[PROBLEM 1]:
Answer these questions about the blog post, one per line:
(a) What kind of professional training does Ronnie have?
(b) How did the 2-year-old granddaughter organize the pile of shoes in the front hall?
(c) What do little girls dress up in, according to the blog post?
[PROBLEM 2]: Rewrite the paragraph of the blog post that begins "At different times in our lives" as a short bulleted list, keeping its main facts.

[PAGE EXCERPT]:
BEGIN

I’m really excited to announce this new column here on the blog. Remember last week when I talked about delegating? Well, this new column is, in part, a reaction to that. I thought it would be cool to ask the smartest woman I know to share a bit of wisdom with us regularly on the blog–tackling common issues and philosophical questions that riddle our everyday. There is no one better to answer these types of questions than my mama, Ronnie (or Bubbie as my daughter calls her), who is not only a mother of three, grandmother to five and just a really wise woman, but she is also a Harvard-trained psychologist who has helped literally hundreds of women get their sh*t together. So in this column we hope to get the conversation going about issues that we face every day as women and mothers, as wives and daughters, sisters and friends. Our hope is that the topics of this column will soon be dictated by YOU. If you have questions for Dr. Bubbie, please feel free to leave them in the comments below (if you want to be anonymous that’s totally cool) and each time a new Dear Dr. Bubbie feature is posted, it will be in response to reader questions.
Today’s topic that Dr. Bubbie chose to write about is in reaction to yesterday’s blog post...Take it away Bubbie:
Am I turning into my mother?
When Justina wrote about the mother daughter duo at Mila Amor, it made me wonder about the old idea that certain character traits, like certain genes, skip a generation. Maybe your mother is outgoing, judgmental and opinionated and you tend to enjoy quiet times, and just let life flow? Maybe your mom is a couch potato and you’re athletic, or vice versa. Maybe she’s an artist, scientist, or mathematician, and you are, well, none of the above. Maybe she never bothered cooking from scratch, and you get great pleasure from planning and prepping beautiful, healthy meals?
My own mother’s home is super organized. She can find a nail file, a highlighter or a bottle opener in its proper place with her eyes closed. In my house you might find any of those items in the same “junk drawer” or in one of several other junk drawers around my home. When my mother came to visit us in different cities or even in distant countries, she always managed to find at least one cupboard or closet in our home to organize. I in turn, have a 2-year-old granddaughter who organized the pile of shoes in the front hall first by size, then by color. Did the organizing gene skip my generation? Or maybe I rebelled against “everything in its place”? Did I feel inadequate to live up to my mothers standards and therefore gave up trying and went for the creative, messy, lived-in feel?
At different times in our lives we have a greater need to focus on the ways we are like our mothers, and other times, to focus on the ways we are different. As little girls we often want to be like our mothers, we dress up in high heeled shoes and beads. As teenagers, our goal was to become our own selves, and even to take pride in the ways we were different from our mothers. As adults we realize that we can pick and choose the ways we are like our mothers and the ways we are different.
As I grow older I realize that I can live with my disorganized messes for just so long, and then I have to dig in and get organized. It feels so good to do it that I have to wonder: Mirror, mirror on the wall, I am my mother after all?
How are you like your mother, and how are you different? What skipped a generation in your family? What did you rebel against? What did you gravitate towards?
Dr. Bubbie, Ida and Grandma Bette pictured above.

END

[RECORD SET]:

BEGIN

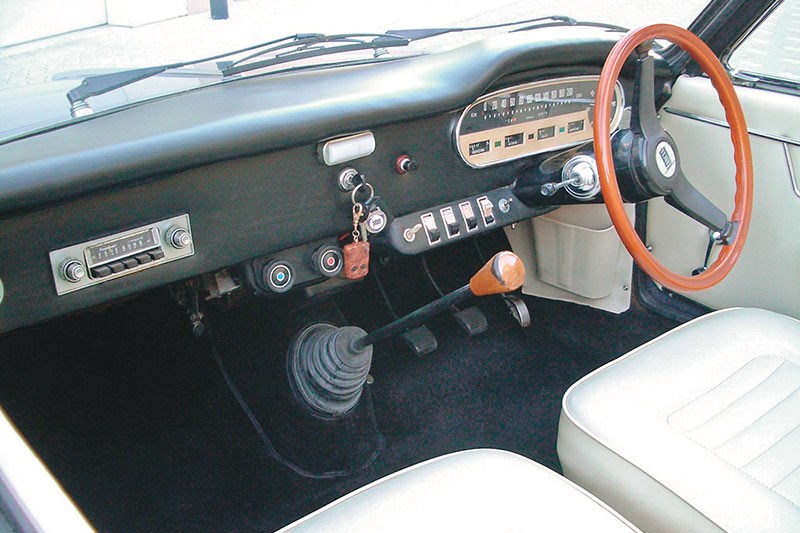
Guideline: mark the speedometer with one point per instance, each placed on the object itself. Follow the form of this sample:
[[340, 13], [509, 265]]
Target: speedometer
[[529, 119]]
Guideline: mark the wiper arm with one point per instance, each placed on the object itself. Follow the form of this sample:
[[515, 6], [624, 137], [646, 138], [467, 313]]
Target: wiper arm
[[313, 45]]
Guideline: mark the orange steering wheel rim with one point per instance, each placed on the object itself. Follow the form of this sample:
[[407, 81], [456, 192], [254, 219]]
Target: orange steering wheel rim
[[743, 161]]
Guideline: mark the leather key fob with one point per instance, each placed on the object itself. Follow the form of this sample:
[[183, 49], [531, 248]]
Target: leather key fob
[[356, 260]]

END

[TASK RESULT 1]:
(a) She is a Harvard-trained psychologist.
(b) First by size, then by color.
(c) High-heeled shoes and beads.

[TASK RESULT 2]:
- At different times in life, we need to focus either on the ways we are like our mothers or on the ways we are different.
- As little girls, we often want to be like our mothers and dress up in high-heeled shoes and beads.
- As teenagers, we aimed to become our own selves and took pride in how we differed from our mothers.
- As adults, we realize we can pick and choose the ways we are like our mothers and the ways we are different.